_SUPPLIED PASSAGE_
_ _ _ _
Everything + shrimp summer salad

Indulge in a delectable shrimp summer salad bursting with vibrant flavors and fresh ingredients. A perfect harmony of everything delicious!

Ingredients:

  • 450g new potatoes
  • 3 eggs
  • 1/2 teaspoon Kosher salt + more to taste
  • 3 tablespoons white vinegar
  • 3 small Persian cucumbers, sliced in half lengthwise, then coarsely chopped
  • 1 teaspoon olive oil
  • 280g raw shrimp, peeled and deveined
  • 1 head Romaine lettuce, cut into quarters lengthwise or chopped
  • 6-8 small radishes, trimmed and quartered
  • 1 avocado, coarsely chopped
  • 1 egg yolk
  • 1/2 teaspoon Dijon mustard
  • 1/4 teaspoon Kosher salt
  • 1 tablespoon lemon juice
  • 1/2 cup extra virgin olive oil
  • 1 tablespoon minced shallot
  • 1/2 tablespoon capers

Instructions:

  1. Prepare the potatoes: Start by bringing a sizeable pot of salted water to a boil. Add the potatoes and cook until they are soft. After that, drain the water and set the potatoes aside.
  2. Prepare the soft boiled eggs: In the meantime, take a medium saucepan and place the eggs in it. Cover the eggs with cold water, ensuring there is a 2-inch difference. Bring the water to a boil on high heat, then turn off the heat, cover the saucepan, and let the eggs sit for 5-6 minutes. Drain the water and run the eggs under cold water until they reach room temperature. Proceed to peel the eggs and set them aside.
_ _ _ _
_DIRECTIONS FOR THIS TASK_
Please retype the stretch of the shrimp salad recipe from "2. Prepare the" through "set them aside.". The listing comes from another source and is unrelated to the shrimp salad recipe.
_ _ _ _
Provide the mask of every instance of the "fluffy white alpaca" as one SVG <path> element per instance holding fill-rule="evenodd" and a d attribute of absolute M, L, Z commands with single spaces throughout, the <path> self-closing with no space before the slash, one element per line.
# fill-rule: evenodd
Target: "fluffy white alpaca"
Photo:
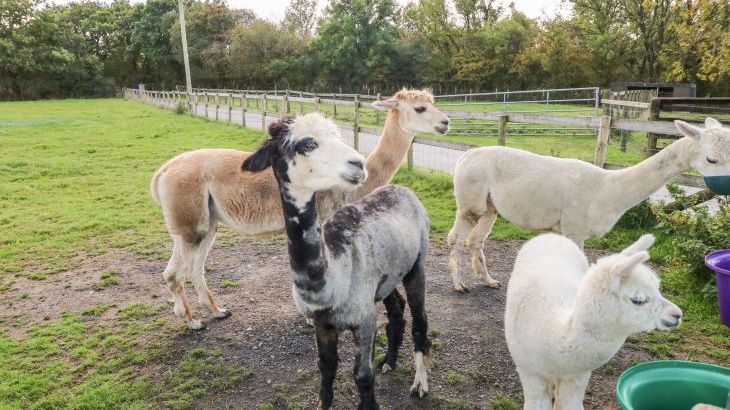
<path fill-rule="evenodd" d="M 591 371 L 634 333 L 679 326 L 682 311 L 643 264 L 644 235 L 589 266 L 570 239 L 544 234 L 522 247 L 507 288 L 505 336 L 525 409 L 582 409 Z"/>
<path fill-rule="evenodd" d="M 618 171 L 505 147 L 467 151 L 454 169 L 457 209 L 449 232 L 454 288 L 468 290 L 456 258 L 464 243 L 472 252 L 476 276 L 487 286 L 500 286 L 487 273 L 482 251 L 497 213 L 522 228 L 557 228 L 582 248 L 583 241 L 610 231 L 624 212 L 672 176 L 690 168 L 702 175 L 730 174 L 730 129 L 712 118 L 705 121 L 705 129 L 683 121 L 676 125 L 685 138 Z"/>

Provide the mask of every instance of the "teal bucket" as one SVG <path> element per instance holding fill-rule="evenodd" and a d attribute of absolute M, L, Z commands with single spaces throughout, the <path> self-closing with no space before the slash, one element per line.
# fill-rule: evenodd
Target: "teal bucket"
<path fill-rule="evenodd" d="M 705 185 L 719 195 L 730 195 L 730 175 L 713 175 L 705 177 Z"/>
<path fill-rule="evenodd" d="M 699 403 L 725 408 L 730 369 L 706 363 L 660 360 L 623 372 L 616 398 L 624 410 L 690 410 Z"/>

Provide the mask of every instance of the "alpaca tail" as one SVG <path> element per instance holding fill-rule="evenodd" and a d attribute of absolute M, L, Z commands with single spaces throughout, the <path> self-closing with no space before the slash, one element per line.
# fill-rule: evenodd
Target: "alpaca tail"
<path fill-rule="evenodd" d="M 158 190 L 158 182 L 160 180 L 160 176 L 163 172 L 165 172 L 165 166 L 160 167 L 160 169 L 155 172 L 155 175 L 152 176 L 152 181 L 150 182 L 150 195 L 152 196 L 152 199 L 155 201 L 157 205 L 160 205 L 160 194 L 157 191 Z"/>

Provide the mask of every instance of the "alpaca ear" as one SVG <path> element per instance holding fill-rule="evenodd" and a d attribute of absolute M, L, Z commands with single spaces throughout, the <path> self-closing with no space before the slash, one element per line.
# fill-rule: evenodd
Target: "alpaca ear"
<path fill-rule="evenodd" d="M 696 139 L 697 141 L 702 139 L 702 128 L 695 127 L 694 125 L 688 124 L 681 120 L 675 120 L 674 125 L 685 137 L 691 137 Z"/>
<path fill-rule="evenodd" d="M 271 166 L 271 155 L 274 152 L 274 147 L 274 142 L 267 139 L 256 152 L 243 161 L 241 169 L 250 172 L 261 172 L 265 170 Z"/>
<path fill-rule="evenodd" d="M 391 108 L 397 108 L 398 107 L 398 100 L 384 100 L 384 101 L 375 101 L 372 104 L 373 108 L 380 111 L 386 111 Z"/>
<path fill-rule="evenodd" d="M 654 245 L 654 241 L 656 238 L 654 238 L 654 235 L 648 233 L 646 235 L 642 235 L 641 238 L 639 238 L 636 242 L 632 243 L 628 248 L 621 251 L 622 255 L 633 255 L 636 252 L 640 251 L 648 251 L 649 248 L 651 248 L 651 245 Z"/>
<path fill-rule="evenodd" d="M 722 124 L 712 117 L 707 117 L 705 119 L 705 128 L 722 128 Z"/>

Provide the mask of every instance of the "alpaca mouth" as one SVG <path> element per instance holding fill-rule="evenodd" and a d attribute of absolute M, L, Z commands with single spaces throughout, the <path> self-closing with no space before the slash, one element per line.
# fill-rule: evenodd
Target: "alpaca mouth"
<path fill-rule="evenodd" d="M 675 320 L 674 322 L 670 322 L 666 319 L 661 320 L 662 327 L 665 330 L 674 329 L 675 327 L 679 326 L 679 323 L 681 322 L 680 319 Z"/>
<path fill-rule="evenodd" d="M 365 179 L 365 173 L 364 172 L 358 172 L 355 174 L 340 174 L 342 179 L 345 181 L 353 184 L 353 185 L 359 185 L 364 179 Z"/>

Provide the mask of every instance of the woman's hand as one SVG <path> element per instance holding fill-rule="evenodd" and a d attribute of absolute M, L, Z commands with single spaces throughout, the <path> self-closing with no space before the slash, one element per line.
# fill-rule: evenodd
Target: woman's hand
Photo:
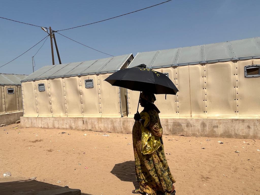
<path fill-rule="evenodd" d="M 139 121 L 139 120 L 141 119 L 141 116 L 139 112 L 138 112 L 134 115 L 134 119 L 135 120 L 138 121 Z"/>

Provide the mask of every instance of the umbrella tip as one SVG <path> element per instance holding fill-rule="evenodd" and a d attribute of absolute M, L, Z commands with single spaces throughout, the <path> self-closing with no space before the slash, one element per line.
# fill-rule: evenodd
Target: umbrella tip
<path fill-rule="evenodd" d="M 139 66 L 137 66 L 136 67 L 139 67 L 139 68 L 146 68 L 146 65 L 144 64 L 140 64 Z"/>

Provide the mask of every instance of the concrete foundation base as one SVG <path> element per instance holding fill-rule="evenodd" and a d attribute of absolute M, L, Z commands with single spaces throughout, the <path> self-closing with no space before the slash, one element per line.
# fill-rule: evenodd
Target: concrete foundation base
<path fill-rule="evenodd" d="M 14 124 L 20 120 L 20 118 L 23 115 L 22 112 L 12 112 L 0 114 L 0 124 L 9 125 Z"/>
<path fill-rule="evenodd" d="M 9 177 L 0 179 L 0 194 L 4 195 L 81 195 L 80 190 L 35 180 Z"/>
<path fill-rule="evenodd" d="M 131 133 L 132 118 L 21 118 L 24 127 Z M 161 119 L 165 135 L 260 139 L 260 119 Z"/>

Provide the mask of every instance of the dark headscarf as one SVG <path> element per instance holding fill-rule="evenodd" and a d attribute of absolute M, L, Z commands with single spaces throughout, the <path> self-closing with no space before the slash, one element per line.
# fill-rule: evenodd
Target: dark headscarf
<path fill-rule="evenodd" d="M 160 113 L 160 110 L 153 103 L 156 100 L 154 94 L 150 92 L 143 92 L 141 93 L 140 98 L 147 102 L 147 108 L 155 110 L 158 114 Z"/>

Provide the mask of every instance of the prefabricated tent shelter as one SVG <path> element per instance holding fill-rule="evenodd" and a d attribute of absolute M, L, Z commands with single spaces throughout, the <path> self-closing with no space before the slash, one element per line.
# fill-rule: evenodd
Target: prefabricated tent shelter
_ _ _ _
_COMPLETED EXERCISE_
2. Prepare the soft boiled eggs: In the meantime, take a medium saucepan and place the eggs in it. Cover the eggs with cold water, ensuring there is a 2-inch difference. Bring the water to a boil on high heat, then turn off the heat, cover the saucepan, and let the eggs sit for 5-6 minutes. Drain the water and run the eggs under cold water until they reach room temperature. Proceed to peel the eggs and set them aside.